**Try it**
Type the records out again in full, exactly.

**Extracted material**
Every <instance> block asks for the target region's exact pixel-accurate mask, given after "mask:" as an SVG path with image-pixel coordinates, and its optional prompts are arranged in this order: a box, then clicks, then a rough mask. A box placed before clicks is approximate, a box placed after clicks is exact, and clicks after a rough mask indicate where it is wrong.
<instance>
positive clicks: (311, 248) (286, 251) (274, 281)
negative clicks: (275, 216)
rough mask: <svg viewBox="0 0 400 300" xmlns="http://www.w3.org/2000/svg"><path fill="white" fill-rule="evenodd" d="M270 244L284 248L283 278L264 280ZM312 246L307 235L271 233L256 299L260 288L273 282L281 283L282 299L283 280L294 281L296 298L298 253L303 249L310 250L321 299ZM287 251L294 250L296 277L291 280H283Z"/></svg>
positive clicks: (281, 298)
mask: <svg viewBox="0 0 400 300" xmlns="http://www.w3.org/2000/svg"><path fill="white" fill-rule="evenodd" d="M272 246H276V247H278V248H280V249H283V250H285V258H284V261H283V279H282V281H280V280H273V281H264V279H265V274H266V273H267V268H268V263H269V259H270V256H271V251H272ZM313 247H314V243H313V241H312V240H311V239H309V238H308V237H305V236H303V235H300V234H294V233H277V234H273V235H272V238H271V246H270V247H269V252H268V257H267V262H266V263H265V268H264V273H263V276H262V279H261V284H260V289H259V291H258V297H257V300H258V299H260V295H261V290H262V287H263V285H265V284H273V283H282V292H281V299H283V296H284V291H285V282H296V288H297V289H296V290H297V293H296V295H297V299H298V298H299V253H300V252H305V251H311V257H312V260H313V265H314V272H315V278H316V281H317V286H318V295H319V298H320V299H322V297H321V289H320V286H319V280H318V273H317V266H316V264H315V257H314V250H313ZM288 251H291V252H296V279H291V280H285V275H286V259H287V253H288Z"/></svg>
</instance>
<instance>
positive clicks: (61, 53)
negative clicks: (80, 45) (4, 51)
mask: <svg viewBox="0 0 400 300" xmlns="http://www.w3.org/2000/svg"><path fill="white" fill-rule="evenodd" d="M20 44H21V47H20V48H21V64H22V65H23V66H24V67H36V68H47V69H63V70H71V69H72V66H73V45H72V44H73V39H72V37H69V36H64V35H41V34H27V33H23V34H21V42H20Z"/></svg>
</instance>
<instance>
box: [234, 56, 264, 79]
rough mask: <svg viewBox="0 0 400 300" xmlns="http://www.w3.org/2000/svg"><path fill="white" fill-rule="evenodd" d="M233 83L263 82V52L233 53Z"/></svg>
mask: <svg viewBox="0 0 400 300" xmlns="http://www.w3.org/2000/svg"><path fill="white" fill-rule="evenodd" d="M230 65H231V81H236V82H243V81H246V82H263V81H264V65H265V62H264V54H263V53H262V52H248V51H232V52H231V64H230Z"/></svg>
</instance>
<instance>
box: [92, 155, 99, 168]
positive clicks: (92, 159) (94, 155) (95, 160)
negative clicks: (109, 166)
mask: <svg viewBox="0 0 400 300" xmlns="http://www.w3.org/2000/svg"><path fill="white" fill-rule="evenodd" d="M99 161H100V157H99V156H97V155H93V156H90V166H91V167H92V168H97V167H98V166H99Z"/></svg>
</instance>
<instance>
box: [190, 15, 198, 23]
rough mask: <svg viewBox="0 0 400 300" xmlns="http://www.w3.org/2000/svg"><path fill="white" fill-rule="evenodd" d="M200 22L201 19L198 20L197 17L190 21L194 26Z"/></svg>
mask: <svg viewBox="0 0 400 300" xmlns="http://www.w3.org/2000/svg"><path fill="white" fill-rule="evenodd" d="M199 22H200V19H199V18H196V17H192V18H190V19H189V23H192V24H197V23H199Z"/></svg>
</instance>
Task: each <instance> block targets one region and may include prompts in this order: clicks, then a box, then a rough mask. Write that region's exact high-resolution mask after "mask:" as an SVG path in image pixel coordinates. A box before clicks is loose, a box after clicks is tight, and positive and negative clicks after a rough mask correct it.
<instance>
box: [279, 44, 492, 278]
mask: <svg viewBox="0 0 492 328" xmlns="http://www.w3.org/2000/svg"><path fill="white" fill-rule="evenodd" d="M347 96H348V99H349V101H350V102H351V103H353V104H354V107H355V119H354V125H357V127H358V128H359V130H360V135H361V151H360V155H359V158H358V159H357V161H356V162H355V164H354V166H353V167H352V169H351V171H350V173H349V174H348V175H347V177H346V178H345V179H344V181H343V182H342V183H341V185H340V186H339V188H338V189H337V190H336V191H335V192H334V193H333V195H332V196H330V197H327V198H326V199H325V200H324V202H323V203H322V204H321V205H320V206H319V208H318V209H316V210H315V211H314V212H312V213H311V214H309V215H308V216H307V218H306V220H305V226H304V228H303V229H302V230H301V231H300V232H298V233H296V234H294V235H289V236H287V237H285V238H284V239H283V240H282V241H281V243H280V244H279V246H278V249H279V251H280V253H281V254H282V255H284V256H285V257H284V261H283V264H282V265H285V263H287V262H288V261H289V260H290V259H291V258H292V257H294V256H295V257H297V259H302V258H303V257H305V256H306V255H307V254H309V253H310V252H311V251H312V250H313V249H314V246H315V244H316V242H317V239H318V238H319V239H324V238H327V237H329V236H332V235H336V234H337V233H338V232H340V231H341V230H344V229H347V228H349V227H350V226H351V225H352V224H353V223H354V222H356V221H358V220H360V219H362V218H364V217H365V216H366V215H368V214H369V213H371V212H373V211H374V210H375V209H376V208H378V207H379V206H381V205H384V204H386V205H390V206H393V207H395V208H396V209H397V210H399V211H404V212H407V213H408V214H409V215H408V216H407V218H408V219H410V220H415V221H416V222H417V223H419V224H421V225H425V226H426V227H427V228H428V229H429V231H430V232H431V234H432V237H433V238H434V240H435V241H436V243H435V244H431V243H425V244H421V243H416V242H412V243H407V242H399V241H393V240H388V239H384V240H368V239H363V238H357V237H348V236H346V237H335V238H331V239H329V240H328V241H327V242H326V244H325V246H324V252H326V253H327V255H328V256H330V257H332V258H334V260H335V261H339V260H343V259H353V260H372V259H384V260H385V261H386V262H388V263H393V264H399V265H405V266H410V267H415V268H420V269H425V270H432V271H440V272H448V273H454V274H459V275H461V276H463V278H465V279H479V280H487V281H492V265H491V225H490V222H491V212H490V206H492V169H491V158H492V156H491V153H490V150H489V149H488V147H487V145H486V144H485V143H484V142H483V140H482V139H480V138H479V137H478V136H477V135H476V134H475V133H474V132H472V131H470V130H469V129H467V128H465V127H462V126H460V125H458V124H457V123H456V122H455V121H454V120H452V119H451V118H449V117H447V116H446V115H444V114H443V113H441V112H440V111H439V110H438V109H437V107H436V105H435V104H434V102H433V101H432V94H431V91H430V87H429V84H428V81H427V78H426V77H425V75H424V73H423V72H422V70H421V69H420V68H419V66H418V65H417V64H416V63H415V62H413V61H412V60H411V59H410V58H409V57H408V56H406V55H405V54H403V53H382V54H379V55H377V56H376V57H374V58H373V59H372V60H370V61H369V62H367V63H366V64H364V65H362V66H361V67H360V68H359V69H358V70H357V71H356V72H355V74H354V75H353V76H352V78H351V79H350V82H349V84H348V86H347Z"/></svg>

**Exercise output**
Every <instance> block asks for the target region's exact pixel-accurate mask, given after "mask:" as an SVG path with image-pixel coordinates, and its optional prompts are arranged in this order: a box, then clicks, then a rough mask. A box placed before clicks is approximate, a box placed after clicks is exact, and clicks after a rough mask indicate where it is wrong.
<instance>
positive clicks: (311, 248) (286, 251) (274, 281)
negative clicks: (275, 216)
rough mask: <svg viewBox="0 0 400 300" xmlns="http://www.w3.org/2000/svg"><path fill="white" fill-rule="evenodd" d="M270 244L284 248L283 278L264 280ZM312 246L307 235L271 233L256 299L260 288L273 282L281 283L282 299L283 280L294 281L296 298L298 253L303 249L310 250L321 299ZM287 251L294 250L296 277L291 280H283Z"/></svg>
positive clicks: (281, 298)
mask: <svg viewBox="0 0 400 300" xmlns="http://www.w3.org/2000/svg"><path fill="white" fill-rule="evenodd" d="M272 246H276V247H278V248H280V249H283V250H285V258H284V261H283V279H282V281H280V280H273V281H264V279H265V274H266V273H267V268H268V263H269V259H270V256H271V251H272ZM313 247H314V243H313V241H312V240H311V239H309V238H308V237H305V236H303V235H300V234H294V233H277V234H273V235H272V238H271V246H270V247H269V252H268V257H267V262H266V263H265V268H264V273H263V276H262V279H261V284H260V289H259V291H258V297H257V300H258V299H260V295H261V290H262V287H263V285H265V284H273V283H282V292H281V299H283V296H284V291H285V282H296V288H297V289H296V290H297V293H296V295H297V299H298V298H299V253H300V252H305V251H311V257H312V260H313V265H314V272H315V278H316V281H317V286H318V295H319V298H320V299H322V297H321V289H320V286H319V280H318V273H317V266H316V264H315V257H314V250H313ZM288 251H291V252H296V279H291V280H285V275H286V259H287V253H288Z"/></svg>
</instance>
<instance>
positive clicks: (61, 53)
negative clicks: (80, 45) (4, 51)
mask: <svg viewBox="0 0 400 300" xmlns="http://www.w3.org/2000/svg"><path fill="white" fill-rule="evenodd" d="M20 44H21V47H20V48H21V64H22V65H23V66H24V67H36V68H47V69H63V70H71V69H72V66H73V45H72V44H73V39H72V37H69V36H64V35H41V34H27V33H23V34H21V42H20Z"/></svg>
</instance>
<instance>
box: [234, 56, 264, 79]
rough mask: <svg viewBox="0 0 400 300" xmlns="http://www.w3.org/2000/svg"><path fill="white" fill-rule="evenodd" d="M233 83L263 82V52L233 53Z"/></svg>
mask: <svg viewBox="0 0 400 300" xmlns="http://www.w3.org/2000/svg"><path fill="white" fill-rule="evenodd" d="M230 65H231V81H236V82H243V81H246V82H263V81H264V65H265V62H264V54H263V53H262V52H248V51H232V52H231V64H230Z"/></svg>
</instance>
<instance>
box: [92, 155, 99, 168]
positive clicks: (92, 159) (94, 155) (95, 160)
negative clicks: (109, 166)
mask: <svg viewBox="0 0 400 300" xmlns="http://www.w3.org/2000/svg"><path fill="white" fill-rule="evenodd" d="M99 161H100V157H99V156H97V155H93V156H90V166H91V167H92V168H97V167H98V166H99Z"/></svg>
</instance>
<instance>
box: [190, 15, 198, 23]
rough mask: <svg viewBox="0 0 400 300" xmlns="http://www.w3.org/2000/svg"><path fill="white" fill-rule="evenodd" d="M200 22L201 19L198 20L197 17L190 21L194 26Z"/></svg>
mask: <svg viewBox="0 0 400 300" xmlns="http://www.w3.org/2000/svg"><path fill="white" fill-rule="evenodd" d="M199 22H200V19H199V18H196V17H192V18H190V19H189V23H192V24H197V23H199Z"/></svg>
</instance>
Task: each <instance> block targets one region and may include prompts in this order: clicks, then a box, then a rough mask. Write that region's exact high-resolution mask after "mask:" as an SVG path in image pixel coordinates. A box before clicks is loose, a box after clicks is tight, and positive and negative clicks after a rough mask correct it.
<instance>
box: [279, 44, 492, 278]
mask: <svg viewBox="0 0 492 328" xmlns="http://www.w3.org/2000/svg"><path fill="white" fill-rule="evenodd" d="M347 96H348V99H349V101H350V102H351V103H353V104H354V107H355V119H354V125H357V127H358V128H359V130H360V135H361V151H360V155H359V158H358V159H357V161H356V162H355V164H354V166H353V167H352V169H351V171H350V173H349V174H348V175H347V177H346V178H345V179H344V181H343V182H342V183H341V185H340V186H339V188H338V189H337V190H336V191H335V192H334V193H333V195H332V196H330V197H327V198H326V199H325V200H324V202H323V203H322V204H321V205H320V206H319V208H318V209H316V210H315V211H314V212H312V213H311V214H309V215H308V216H307V218H306V220H305V226H304V228H303V229H302V230H301V231H300V232H298V233H296V234H294V235H289V236H287V237H285V238H284V239H283V240H282V241H281V243H280V244H279V246H278V249H279V251H280V253H281V254H282V255H284V256H285V257H284V261H283V264H282V265H285V263H287V262H288V261H289V260H290V259H291V258H292V257H294V256H295V257H297V259H302V258H303V257H305V256H306V255H307V254H309V253H310V252H311V251H312V250H313V249H314V246H315V244H316V242H317V239H318V238H319V239H324V238H327V237H329V236H332V235H336V234H337V233H338V232H340V231H341V230H344V229H347V228H349V227H350V226H351V225H352V224H353V223H354V222H356V221H358V220H360V219H362V218H364V217H365V216H366V215H368V214H369V213H371V212H373V211H374V210H375V209H376V208H378V207H379V206H381V205H384V204H386V205H390V206H393V207H395V208H396V209H397V210H399V211H404V212H407V213H408V214H409V215H408V216H407V218H408V219H410V220H415V221H416V222H417V223H419V224H421V225H425V226H426V227H427V228H428V229H429V231H430V232H431V234H432V237H433V238H434V240H435V241H436V243H435V244H431V243H425V244H421V243H416V242H412V243H407V242H399V241H393V240H388V239H384V240H368V239H363V238H357V237H348V236H346V237H335V238H331V239H329V240H328V241H327V242H326V244H325V246H324V252H326V253H327V255H328V256H330V257H332V258H334V260H335V261H339V260H343V259H353V260H372V259H384V260H385V261H386V262H388V263H393V264H399V265H405V266H410V267H415V268H420V269H425V270H432V271H440V272H448V273H454V274H459V275H461V276H463V278H465V279H479V280H487V281H492V265H491V225H490V222H491V212H490V206H492V169H491V158H492V156H491V153H490V150H489V149H488V147H487V145H486V144H485V143H484V142H483V140H482V139H480V138H479V137H478V136H477V135H476V134H475V133H474V132H472V131H470V130H469V129H467V128H465V127H462V126H460V125H458V124H457V123H456V122H455V121H454V120H452V119H451V118H449V117H447V116H446V115H444V114H443V113H441V112H440V111H439V110H438V109H437V107H436V105H435V104H434V102H433V101H432V94H431V91H430V87H429V84H428V81H427V78H426V77H425V75H424V73H423V72H422V70H421V69H420V68H419V66H418V65H417V64H416V63H415V62H413V61H412V60H411V59H410V58H409V57H408V56H406V55H405V54H403V53H382V54H379V55H377V56H376V57H374V58H373V59H372V60H370V61H369V62H367V63H366V64H364V65H362V66H361V67H360V68H359V69H358V70H357V71H356V72H355V74H354V75H353V76H352V78H351V79H350V82H349V84H348V86H347Z"/></svg>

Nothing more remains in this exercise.